▸ Text provided:
This new feature offers a really useful way to follow our Catalonia movie walks: transfer each route directly from your e-book to your smartphone.
Additionally, at the end of the e-book you will find two interactive indexes: the first includes all the films that appear in Catalonia Movie Walks and the second contains all the towns, cities and other locations mentioned. Through these interactive indexes you can easily find with a single click where in the e-book each place is mentioned. Almost 500 references will enhance your reading experience! We hope you will enjoy them as well as the whole e-book.
Are you ready? Catalonia is on the big screen – lights, camera, action!
In 1908 Ferran Agulló, a writer and journalist from Girona first gave the Girona coastline the name the Costa Brava. Specifically, it was on 12 September when the newspaper La Veu de Catalunya (The Voice of Catalonia) published “On the costa brava”, an article which was considered a baptism of the Girona shoreline that starts at the rock of Sa Palomera, in Blanes, and ends at Portbou on the French border.
The strategic geographical location of the Costa Brava on the Iberian Peninsula has blessed it with a pleasant climate and some spectacular and unique scenery. Added to this, its human and artistic wealth have given it an identity and individuality that have made the area one of the top tourist destinations in the world.
Although tourism as we understand it today didn’t reach Spain until the end of the 1960s, the Costa Brava had built up a certain reputation decades earlier with the construction of some superb summer residences that saw the arrival of the first high class visitors. During the 1920s and 30s these practically virgin landscapes became home to the Woevodskys, a couple popularly known as “The Russians”, who built Cap Roig Castle and gardens. Two years later in 1929, Lord Islington, who was governor of New Zealand and Kenya, built La Musclera, near Tamariu. There were also major residences belonging to Catalan families, such as the Ensesa family with their grand garden city in S’Agaró, and painter Josep Maria Sert, who built Mas Juny on El Castell beach. All of these contributed significantly to making the Costa Brava a peaceful and pleasant refuge for people from the business world, European aristocracy and artists of all kinds to relax and have fun. At the same time, the first hotels were being opened: by the Trias family in Palamós, the Johnstones in Tossa de Mar and the Ensesa family, founders of the Hostal La Gavina in S’Agaró. All three are good examples of great pioneers of the Costa Brava.
But it was arguably the cinema, and the American productions in particular, which put the Costa Brava on the map once and for all. The first big shoot, in 1950, was Pandora and the Flying Dutchman, and even today the arrival of film legend Ava Gardner remains one of the most memorable moments in more than one hundred years of history of the Costa Brava.

▸ Given task A: From the Costa Brava text, extract the passage between "Are you ready?" and "the French border.", inclusive.
The entries have no connection to the Costa Brava text.

▸ Supplied information:
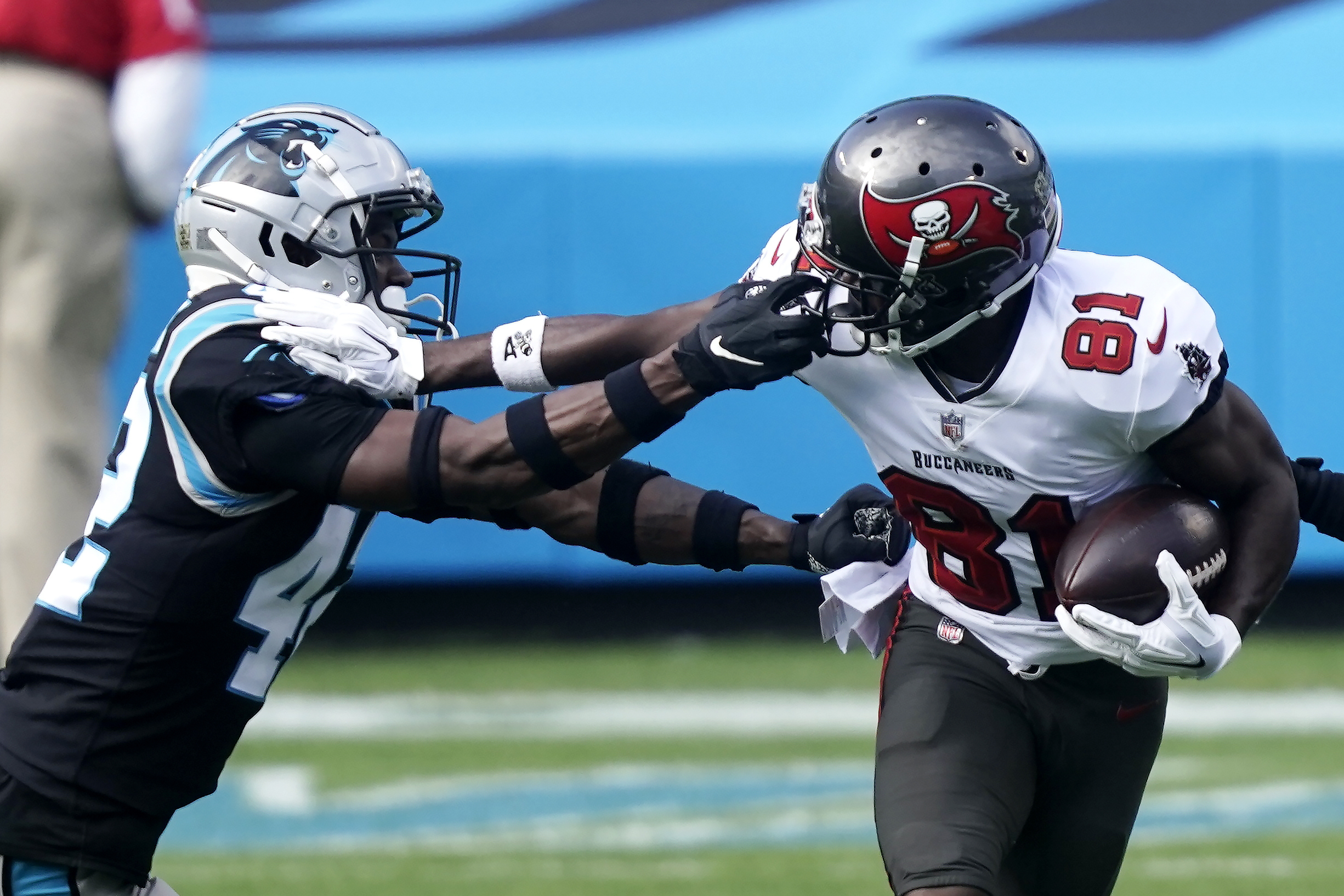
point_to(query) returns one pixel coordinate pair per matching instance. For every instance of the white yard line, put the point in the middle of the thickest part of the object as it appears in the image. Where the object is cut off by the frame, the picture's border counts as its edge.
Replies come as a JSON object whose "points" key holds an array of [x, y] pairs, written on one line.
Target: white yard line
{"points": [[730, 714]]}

* * *

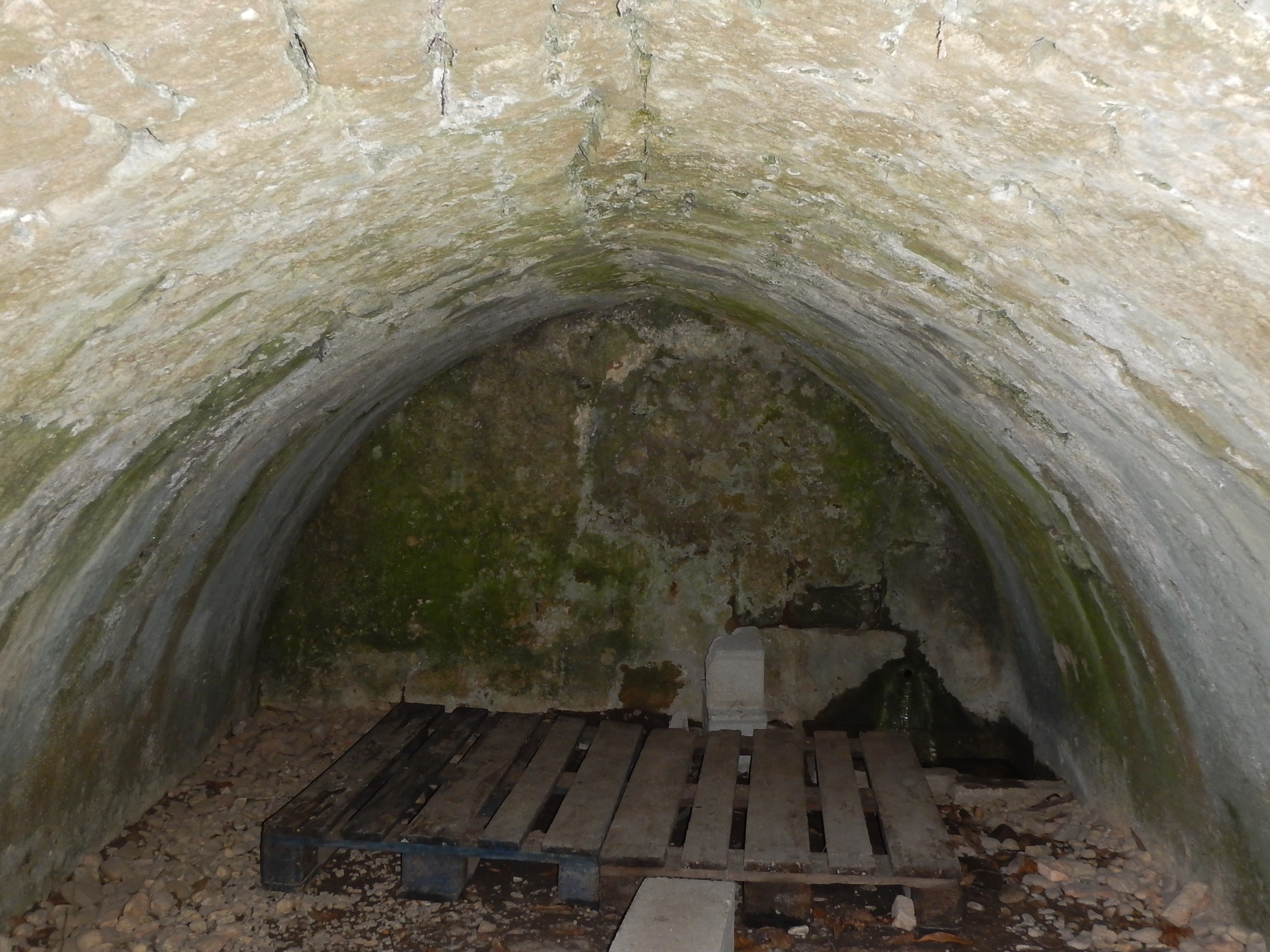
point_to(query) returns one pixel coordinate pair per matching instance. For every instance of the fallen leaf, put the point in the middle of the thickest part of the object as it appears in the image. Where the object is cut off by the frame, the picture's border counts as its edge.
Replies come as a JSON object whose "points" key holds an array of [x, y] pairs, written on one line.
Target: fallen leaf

--

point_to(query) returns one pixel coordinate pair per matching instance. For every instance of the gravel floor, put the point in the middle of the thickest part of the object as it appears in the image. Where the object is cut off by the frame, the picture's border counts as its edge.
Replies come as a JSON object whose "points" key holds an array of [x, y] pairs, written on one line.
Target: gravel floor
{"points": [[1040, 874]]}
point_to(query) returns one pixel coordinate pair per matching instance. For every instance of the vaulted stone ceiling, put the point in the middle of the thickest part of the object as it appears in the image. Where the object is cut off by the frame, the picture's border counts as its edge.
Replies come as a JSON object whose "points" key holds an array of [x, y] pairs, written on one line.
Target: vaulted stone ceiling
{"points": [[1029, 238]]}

▸ Given task B: Reproduce word for word the lines of the entries between the lines holding "of the fallen" and "Target: fallen leaf", inclusive.

▸ Complete answer A:
Are you ready? Catalonia is on the big screen – lights, camera, action!
In 1908 Ferran Agulló, a writer and journalist from Girona first gave the Girona coastline the name the Costa Brava. Specifically, it was on 12 September when the newspaper La Veu de Catalunya (The Voice of Catalonia) published “On the costa brava”, an article which was considered a baptism of the Girona shoreline that starts at the rock of Sa Palomera, in Blanes, and ends at Portbou on the French border.

▸ Complete answer B:
point_to(query) returns one pixel coordinate pair per matching instance. For every instance of the fallen leaf, put the point in the middle of the thickest part of the object as it appears in the image. Where the object is cut off by the frame, the picture's border counts as its edge.
Replies come as a JSON object whose "points" key holds an array of [x, y] pairs, written on one line.
Target: fallen leaf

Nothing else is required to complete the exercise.